Exercise prompt
Show me each line of the listing below where the word "field" appears.

Extracted records
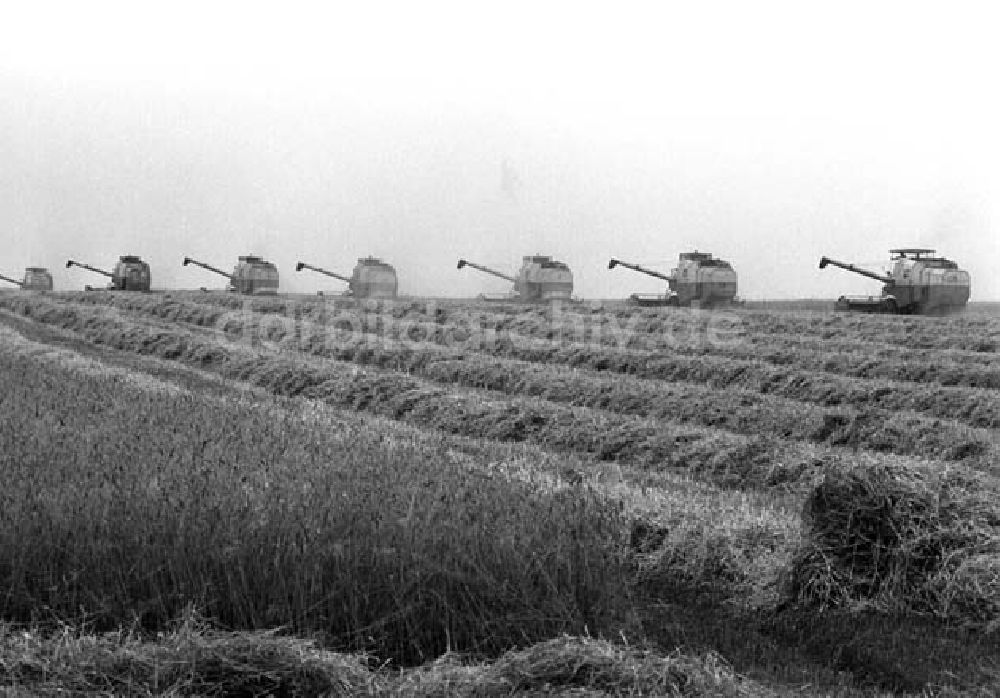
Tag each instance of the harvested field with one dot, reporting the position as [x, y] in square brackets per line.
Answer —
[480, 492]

---

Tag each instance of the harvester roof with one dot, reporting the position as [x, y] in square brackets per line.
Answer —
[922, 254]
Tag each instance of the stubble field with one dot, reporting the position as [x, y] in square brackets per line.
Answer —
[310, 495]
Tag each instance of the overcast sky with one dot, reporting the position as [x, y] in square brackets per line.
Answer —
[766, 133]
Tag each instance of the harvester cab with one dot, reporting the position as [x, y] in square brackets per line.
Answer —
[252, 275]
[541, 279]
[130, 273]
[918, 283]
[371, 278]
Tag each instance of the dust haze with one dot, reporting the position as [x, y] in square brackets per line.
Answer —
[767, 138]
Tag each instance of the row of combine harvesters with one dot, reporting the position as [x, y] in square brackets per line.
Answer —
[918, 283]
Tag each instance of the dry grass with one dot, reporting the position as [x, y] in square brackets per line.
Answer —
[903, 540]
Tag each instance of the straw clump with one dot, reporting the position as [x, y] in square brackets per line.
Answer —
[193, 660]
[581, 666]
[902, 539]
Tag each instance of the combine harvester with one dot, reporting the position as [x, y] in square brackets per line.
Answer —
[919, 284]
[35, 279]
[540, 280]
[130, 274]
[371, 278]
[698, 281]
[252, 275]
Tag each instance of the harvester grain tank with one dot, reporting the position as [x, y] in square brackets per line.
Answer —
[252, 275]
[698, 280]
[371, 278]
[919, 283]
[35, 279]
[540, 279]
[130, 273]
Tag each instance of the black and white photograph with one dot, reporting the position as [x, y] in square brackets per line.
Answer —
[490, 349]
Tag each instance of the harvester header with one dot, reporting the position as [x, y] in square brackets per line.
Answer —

Exercise output
Tag each instance of the harvested field with one dot, reporting the position as [x, y] in square brackets per line.
Tag each instance of the stubble field with one dot, reporting the position as [x, y] in square brackets per line.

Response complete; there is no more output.